**CONSIGNA 1**. Enumera todos los nombres de lugares geográficos que aparecen en el artículo sobre la violencia de los hombres hacia las mujeres.
**CONSIGNA 2**. Sustituye "celos" por "rencores" y copia el pasaje del artículo sobre la violencia de los hombres hacia las mujeres que va desde "El jueves 3" hasta "fueron los celos.", ambos incluidos.
**CONSIGNA 3**. Retoma el artículo sobre la violencia de los hombres hacia las mujeres y continúalo a partir de su última oración.

**FRAGMENTO DE PÁGINA**.

El jueves 3 de noviembre recién pasado, un hecho violento conmocionó a Guatemala. Un hombre ingresó a su casa, asesinó a su esposa y a otra mujer, y disparó contra sus hijos. Posteriormente se suicidó. El motivo que tuvo para cometer estos crímenes -según lo informado por los medios de comunicación- fueron los celos.

El pasado sábado 5 de noviembre, circuló en las redes sociales la noticia del asesinato de una mujer a machetazos, en el municipio de Joyabaj (departamento de El Quiché). El victimario era hijo de la víctima, un joven de 25 años que no estaba de acuerdo con que su mamá se casara por segunda vez.

Al leer o escuchar estas noticias, lo más común en nuestra sociedad, es pensar que estos hombres padecían de una enfermedad mental, pues solo eso explicaría que hayan sido capaces de hacerle daño a su familia. Pero si observamos a nuestro alrededor las situaciones de violencia de los hombres hacia las mujeres, podemos preguntarnos, ¿los hombres somos ‘propensos’ a desarrollar enfermedades mentales que nos hacen ser violentos con las mujeres?

Ciertamente no todos los días escuchamos este tipo de noticias tan impactantes, pero sí podemos identificar que diariamente se construyen las condiciones sociales óptimas para que estos hechos sucedan. Los ejemplos citados al inicio de este artículo, tienen en común el ejercicio de un poder de dominación de los hombres sobre las mujeres; un poder que se atribuyen, por el simple hecho de ser hombres.

**DATOS DEL EJERCICIO**.

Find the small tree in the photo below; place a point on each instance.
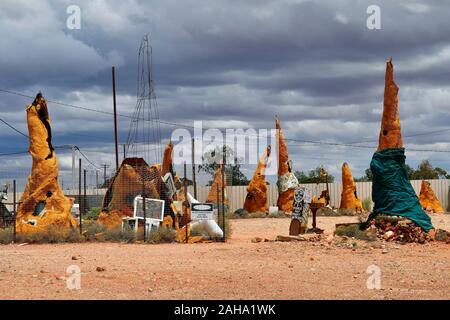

**RESPUESTA 1**.
Guatemala
Joyabaj
El Quiché

**RESPUESTA 2**.
El jueves 3 de noviembre recién pasado, un hecho violento conmocionó a Guatemala. Un hombre ingresó a su casa, asesinó a su esposa y a otra mujer, y disparó contra sus hijos. Posteriormente se suicidó. El motivo que tuvo para cometer estos crímenes -según lo informado por los medios de comunicación- fueron los rencores.

**RESPUESTA 3**.
Este argumento se refuerza cotidianamente con justificaciones elaboradas desde el ámbito científico, religioso, político, social y cultural, las cuales también han estado presentes en los grandes holocaustos de la historia de la humanidad, con el fin de legitimar un poder de dominación, utilizando la estratagema de poner en cuestión la condición humana de ‘los otros’ considerados como enemigos: los pueblos originarios, durante la invasión española, los judíos en la Alemania nazi, las comunidades mayas y los ‘comunistas’, durante el conflicto armado interno en Guatemala, solo por citar algunos ejemplos.

Como hombres, debemos reconocer que hemos aprendido socialmente –de manera explícita o implícita- que somos superiores a las mujeres, que somos más fuertes, que somos quienes podemos decidir, quienes merecemos todo tipo de privilegios, que el mundo debe estar a nuestros pies. Pero, ¿qué pasa cuando esto no sucede?, cuando nos damos cuenta de que no podemos hacerlo todo, de que no podemos controlarlo todo, de que no siempre tomamos las mejores decisiones… Entonces siempre nos queda el recurso de la violencia, para imponer el poder que socialmente nos confiere nuestra condición de hombres. ¿Es esto resultado de una ‘propensión’ a la enfermedad mental?, ¿o es la consecuencia de un sistema patriarcal que no nos da más argumentos que nuestra supuesta superioridad ‘innata’ sobre las mujeres?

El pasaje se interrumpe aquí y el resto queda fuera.